═════ PROVIDED INFORMATION ═════

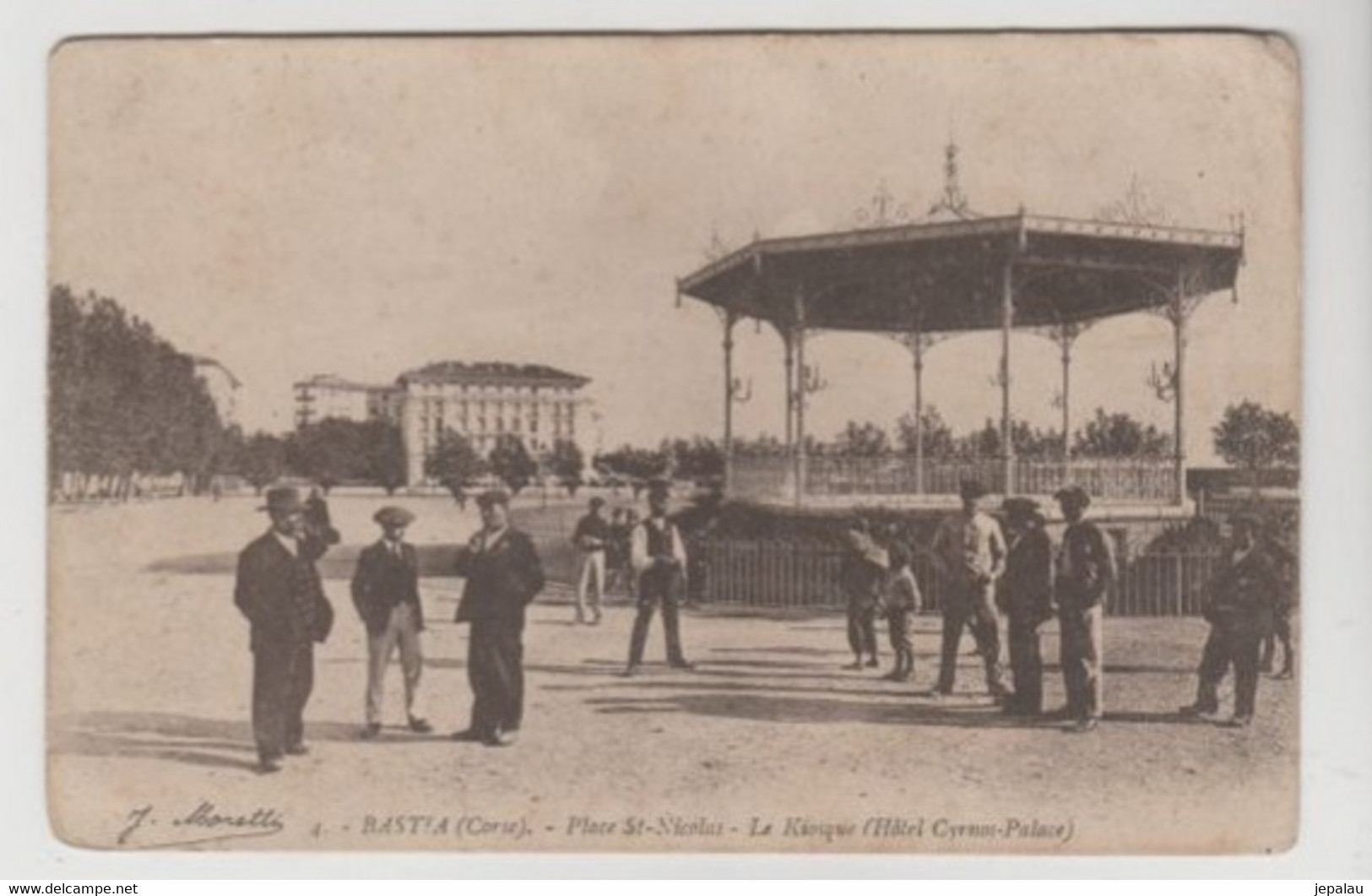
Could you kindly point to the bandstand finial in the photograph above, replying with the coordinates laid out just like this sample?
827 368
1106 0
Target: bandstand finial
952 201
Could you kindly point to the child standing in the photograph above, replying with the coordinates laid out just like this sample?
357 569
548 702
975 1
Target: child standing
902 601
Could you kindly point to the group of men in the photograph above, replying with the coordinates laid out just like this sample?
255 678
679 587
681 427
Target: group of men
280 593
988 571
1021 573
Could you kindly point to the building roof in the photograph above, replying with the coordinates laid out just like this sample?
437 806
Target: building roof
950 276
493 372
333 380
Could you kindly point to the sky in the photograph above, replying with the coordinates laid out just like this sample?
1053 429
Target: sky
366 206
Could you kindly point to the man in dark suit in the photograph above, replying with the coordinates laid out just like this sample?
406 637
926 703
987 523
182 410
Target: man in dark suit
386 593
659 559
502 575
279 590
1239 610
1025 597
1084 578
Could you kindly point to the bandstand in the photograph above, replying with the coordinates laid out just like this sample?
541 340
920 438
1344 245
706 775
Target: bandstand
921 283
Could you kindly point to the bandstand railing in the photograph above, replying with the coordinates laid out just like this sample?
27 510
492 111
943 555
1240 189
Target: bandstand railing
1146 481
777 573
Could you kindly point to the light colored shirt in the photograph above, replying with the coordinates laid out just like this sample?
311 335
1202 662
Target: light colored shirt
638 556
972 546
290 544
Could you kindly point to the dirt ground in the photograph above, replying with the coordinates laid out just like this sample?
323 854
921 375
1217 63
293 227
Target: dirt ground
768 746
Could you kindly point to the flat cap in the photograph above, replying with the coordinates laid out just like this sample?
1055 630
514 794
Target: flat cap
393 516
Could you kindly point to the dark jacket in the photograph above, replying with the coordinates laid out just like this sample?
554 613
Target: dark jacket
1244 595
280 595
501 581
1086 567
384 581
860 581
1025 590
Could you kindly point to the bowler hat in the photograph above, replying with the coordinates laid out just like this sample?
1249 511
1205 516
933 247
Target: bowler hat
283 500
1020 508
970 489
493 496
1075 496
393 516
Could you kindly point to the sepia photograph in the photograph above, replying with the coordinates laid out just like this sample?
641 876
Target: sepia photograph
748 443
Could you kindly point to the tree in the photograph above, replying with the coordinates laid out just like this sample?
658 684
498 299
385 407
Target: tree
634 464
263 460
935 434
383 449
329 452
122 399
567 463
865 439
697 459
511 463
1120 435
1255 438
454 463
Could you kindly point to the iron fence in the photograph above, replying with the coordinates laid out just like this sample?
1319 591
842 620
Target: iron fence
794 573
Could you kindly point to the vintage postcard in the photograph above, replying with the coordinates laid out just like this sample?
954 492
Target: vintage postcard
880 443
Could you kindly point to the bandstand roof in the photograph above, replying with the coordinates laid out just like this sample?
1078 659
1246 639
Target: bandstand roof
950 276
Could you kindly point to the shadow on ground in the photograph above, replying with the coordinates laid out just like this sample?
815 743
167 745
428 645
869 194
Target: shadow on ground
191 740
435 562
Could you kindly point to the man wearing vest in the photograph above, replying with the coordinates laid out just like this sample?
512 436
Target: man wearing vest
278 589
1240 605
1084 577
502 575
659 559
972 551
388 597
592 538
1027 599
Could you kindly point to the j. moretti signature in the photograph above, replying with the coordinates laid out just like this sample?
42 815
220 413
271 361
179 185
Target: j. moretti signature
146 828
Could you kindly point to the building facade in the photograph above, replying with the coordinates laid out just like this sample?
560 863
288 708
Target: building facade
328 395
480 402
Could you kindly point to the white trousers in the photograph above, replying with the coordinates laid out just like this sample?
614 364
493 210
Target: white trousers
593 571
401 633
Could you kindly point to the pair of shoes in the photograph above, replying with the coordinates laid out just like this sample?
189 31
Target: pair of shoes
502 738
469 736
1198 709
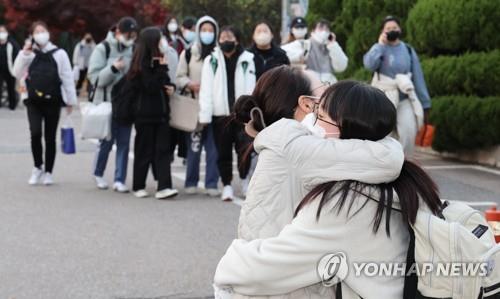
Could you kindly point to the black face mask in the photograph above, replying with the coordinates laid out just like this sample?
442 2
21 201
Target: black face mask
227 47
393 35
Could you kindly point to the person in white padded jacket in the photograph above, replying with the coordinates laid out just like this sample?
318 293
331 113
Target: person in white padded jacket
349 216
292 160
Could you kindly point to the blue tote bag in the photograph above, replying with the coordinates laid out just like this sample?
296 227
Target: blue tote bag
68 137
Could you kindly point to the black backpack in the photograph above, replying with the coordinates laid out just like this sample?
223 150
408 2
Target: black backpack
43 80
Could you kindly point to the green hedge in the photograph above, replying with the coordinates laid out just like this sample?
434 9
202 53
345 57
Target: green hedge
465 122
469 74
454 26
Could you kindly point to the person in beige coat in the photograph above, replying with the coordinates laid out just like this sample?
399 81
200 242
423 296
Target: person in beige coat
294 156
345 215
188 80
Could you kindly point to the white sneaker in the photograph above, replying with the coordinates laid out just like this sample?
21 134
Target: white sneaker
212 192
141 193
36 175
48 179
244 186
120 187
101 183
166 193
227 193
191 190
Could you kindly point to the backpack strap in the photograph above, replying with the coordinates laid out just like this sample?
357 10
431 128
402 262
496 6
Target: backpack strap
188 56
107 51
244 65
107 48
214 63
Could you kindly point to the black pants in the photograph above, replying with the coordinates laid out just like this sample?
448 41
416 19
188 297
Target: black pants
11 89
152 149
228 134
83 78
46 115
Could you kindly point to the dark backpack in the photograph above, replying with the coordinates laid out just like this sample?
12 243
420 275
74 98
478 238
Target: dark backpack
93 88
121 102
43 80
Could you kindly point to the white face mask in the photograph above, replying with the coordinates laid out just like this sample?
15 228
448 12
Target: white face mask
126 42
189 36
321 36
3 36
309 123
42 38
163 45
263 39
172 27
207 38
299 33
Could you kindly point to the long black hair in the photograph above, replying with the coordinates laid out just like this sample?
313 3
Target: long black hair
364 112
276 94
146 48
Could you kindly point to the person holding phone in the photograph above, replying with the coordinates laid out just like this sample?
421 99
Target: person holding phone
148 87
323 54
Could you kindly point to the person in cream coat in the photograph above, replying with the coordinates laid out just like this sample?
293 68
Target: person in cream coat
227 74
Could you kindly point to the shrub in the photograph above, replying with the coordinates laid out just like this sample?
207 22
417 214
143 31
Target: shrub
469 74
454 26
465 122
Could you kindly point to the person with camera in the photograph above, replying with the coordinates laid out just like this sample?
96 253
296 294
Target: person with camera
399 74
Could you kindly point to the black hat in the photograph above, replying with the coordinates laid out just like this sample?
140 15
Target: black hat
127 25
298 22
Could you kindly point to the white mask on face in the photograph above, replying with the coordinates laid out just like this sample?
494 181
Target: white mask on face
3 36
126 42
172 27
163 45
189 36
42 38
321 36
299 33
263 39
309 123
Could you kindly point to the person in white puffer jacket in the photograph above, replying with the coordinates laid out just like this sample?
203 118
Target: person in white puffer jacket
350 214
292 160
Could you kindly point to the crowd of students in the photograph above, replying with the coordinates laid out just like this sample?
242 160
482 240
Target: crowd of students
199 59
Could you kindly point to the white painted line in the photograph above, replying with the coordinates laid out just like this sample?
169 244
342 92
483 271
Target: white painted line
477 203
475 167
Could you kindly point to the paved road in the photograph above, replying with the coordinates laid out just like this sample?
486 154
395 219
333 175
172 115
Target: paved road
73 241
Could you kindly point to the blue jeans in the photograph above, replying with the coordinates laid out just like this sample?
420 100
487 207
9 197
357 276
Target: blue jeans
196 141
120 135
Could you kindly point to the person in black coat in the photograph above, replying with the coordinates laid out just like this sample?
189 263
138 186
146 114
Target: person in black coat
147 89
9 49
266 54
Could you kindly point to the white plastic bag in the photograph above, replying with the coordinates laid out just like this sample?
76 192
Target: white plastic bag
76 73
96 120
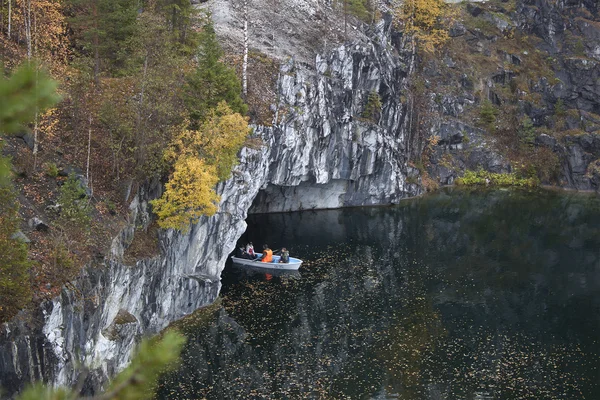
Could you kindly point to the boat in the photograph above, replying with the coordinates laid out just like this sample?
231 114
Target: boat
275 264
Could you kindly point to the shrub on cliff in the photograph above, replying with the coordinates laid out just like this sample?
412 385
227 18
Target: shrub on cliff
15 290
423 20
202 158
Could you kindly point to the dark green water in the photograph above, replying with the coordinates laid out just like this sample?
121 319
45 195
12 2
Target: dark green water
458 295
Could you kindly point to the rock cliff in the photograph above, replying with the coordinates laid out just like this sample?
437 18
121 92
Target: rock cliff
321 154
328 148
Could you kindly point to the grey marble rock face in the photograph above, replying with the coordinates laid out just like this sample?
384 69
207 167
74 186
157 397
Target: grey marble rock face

═════

**TASK:** Report every line containing the word "marble" from the listing above.

**WRITTEN REPLY:**
Could you kindly point to the grey marble rock face in the photograph above, replying with the coordinates laid out just like this sample?
Target: grey marble rock face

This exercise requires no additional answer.